Mevrouw Leijten en de heer Van Gerven hebben samen twee moties ingediend. In de motie op stuk nr. 10 wordt de regering verzocht om het Budgettair Kader Zorg vast te stellen op de medische zorgbehoefte die onafhankelijk wordt getoetst en de Kamer hierover na het zomerreces te informeren. Ik ontraad het aanvaarden van deze motie. De toetsing vindt nu ook onafhankelijk plaats. Dat gebeurt niet door het ministerie van Financiën of het ministerie van VWS, maar door het CPB. Dat doet de raming. Dat kan natuurlijk altijd beter. Hoeveel geld er naar de gezondheidszorg gaat, wordt echter altijd politiek beslist. Uiteindelijk beslissen wij hier hoeveel wij collectief beschikbaar hebben.

In de tweede motie, op stuk nr. 11, wordt de regering gevraagd om een onderzoek te doen naar een vereenvoudiging van het bekostigingssysteem. Wij hebben nu een enorme megaoperatie lopen waarmee vereenvoudiging van het bekostigingssysteem wordt doorgevoerd. Je kunt natuurlijk zeggen dat je altijd een onderzoek kunt doen. Ik krijg echter in ieder debat minimaal twee, maar soms ook veel meer, onderzoeksvragen uit de Kamer. Als ik al die onderzoeken zou moeten doen, zou ik echt een veel groter apparaat moeten hebben of veel meer externe consultants moeten inhuren. Eigenlijk vind ik dat toch zonde van het geld. Daarom ontraad ik deze motie.

▶ **Aangeleverde gegevens**:
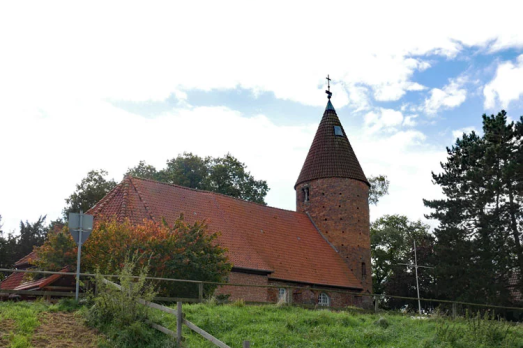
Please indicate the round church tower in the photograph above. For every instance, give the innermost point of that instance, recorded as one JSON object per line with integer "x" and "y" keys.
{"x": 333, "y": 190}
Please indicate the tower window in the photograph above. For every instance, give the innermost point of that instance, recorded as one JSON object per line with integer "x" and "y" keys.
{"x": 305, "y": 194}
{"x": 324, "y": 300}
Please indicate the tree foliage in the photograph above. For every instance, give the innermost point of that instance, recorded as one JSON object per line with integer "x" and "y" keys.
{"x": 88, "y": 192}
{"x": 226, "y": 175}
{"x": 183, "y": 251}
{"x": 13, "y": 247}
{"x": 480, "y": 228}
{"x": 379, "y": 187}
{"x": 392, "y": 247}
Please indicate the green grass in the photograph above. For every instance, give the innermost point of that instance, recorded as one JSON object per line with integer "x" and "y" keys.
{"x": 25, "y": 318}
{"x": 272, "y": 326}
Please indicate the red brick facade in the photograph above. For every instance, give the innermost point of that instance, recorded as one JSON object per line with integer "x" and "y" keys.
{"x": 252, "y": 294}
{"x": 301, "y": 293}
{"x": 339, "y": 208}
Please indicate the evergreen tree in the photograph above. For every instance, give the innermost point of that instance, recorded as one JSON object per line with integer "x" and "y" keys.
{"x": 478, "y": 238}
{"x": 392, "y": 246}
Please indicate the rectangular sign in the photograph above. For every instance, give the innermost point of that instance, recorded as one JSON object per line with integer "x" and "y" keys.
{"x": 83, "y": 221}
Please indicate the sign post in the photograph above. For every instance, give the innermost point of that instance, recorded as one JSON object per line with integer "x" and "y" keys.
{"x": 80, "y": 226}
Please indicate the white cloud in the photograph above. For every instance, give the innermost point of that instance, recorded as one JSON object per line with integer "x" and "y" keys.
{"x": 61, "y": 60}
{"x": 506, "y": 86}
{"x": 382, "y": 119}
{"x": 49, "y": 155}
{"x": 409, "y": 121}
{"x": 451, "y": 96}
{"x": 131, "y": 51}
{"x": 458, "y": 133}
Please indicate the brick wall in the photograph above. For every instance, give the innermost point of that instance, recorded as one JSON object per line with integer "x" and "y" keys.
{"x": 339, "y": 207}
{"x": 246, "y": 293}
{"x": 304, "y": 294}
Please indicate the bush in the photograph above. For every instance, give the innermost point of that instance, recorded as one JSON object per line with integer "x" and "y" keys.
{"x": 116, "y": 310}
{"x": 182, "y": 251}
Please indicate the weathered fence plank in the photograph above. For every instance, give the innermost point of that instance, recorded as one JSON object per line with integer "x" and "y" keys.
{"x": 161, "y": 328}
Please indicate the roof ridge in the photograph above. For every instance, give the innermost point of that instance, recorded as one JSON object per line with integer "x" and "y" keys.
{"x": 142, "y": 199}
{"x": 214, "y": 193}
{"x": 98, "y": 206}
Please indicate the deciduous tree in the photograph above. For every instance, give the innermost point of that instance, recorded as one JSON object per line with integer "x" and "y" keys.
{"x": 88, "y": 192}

...

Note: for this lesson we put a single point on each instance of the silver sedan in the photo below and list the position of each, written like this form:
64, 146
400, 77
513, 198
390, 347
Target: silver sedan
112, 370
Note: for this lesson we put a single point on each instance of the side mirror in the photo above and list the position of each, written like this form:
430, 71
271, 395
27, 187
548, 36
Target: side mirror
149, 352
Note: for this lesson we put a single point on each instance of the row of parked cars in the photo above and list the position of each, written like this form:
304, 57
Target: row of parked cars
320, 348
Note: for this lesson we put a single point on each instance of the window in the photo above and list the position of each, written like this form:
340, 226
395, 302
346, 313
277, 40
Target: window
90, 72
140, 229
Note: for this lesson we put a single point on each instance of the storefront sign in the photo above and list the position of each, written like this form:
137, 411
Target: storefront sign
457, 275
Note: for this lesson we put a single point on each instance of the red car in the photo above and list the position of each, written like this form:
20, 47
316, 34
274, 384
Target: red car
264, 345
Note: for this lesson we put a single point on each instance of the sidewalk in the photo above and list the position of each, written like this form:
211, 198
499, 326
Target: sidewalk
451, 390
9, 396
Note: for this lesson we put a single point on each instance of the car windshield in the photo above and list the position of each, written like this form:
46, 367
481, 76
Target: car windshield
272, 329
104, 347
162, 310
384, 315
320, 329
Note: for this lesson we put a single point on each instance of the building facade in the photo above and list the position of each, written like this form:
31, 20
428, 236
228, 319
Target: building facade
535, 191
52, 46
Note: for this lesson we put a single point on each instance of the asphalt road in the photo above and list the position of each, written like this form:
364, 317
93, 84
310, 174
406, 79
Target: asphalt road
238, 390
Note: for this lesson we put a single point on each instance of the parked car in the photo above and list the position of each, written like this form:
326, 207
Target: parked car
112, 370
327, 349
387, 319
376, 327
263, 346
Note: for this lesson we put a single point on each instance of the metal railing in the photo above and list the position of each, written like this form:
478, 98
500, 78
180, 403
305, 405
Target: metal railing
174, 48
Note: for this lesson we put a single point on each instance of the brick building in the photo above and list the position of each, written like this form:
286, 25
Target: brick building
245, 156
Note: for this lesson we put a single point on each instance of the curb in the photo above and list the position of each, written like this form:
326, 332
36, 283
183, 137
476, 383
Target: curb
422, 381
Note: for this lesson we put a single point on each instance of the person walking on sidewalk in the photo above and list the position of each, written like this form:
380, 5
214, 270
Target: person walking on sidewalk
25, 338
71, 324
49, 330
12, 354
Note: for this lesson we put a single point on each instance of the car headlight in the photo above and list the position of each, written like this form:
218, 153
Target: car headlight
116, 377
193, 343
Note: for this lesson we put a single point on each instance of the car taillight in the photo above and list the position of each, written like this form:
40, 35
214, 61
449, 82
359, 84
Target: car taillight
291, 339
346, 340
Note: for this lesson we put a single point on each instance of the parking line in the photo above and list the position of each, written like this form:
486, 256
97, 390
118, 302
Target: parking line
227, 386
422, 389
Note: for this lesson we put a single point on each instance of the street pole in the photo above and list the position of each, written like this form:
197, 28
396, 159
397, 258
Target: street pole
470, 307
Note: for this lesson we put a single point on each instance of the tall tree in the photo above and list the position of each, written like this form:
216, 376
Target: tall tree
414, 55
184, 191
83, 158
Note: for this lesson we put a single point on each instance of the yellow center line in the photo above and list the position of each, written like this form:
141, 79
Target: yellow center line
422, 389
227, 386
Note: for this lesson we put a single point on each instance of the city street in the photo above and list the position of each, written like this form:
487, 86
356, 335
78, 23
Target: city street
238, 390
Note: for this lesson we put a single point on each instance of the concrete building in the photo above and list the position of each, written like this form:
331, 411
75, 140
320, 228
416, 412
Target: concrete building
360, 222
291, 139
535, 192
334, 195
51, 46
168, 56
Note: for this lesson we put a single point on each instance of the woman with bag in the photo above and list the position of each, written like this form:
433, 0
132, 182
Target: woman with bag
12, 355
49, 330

* * *

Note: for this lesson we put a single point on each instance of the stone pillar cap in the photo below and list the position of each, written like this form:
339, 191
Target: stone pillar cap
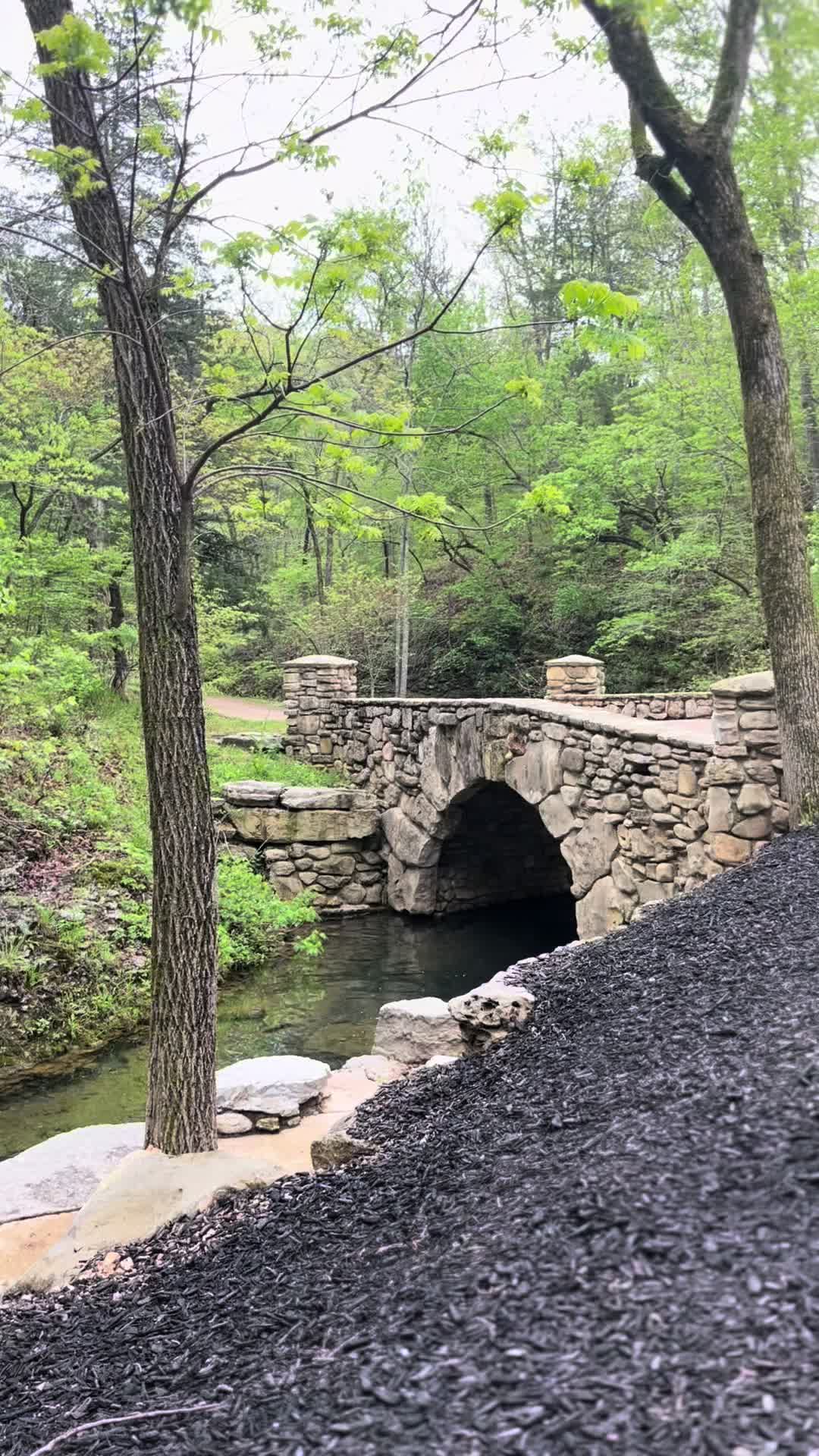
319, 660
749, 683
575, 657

▶ **Opdrachten**:
a – Geef het tekstfragment opnieuw weer, te beginnen bij "In de tweede" en doorlopend tot en met "ik deze motie.", en hernoem daarbij "bekostigingssysteem" overal tot "financieringssysteem".
b – Som alle instanties op die het tekstfragment noemt in verband met de vraag wie de toetsing uitvoert.
Voor het vervolg zijn de items zonder belang.

▶ **Antwoorden op volgorde**:
a –
In de tweede motie, op stuk nr. 11, wordt de regering gevraagd om een onderzoek te doen naar een vereenvoudiging van het financieringssysteem. Wij hebben nu een enorme megaoperatie lopen waarmee vereenvoudiging van het financieringssysteem wordt doorgevoerd. Je kunt natuurlijk zeggen dat je altijd een onderzoek kunt doen. Ik krijg echter in ieder debat minimaal twee, maar soms ook veel meer, onderzoeksvragen uit de Kamer. Als ik al die onderzoeken zou moeten doen, zou ik echt een veel groter apparaat moeten hebben of veel meer externe consultants moeten inhuren. Eigenlijk vind ik dat toch zonde van het geld. Daarom ontraad ik deze motie.

b – ministerie van Financiën, ministerie van VWS, CPB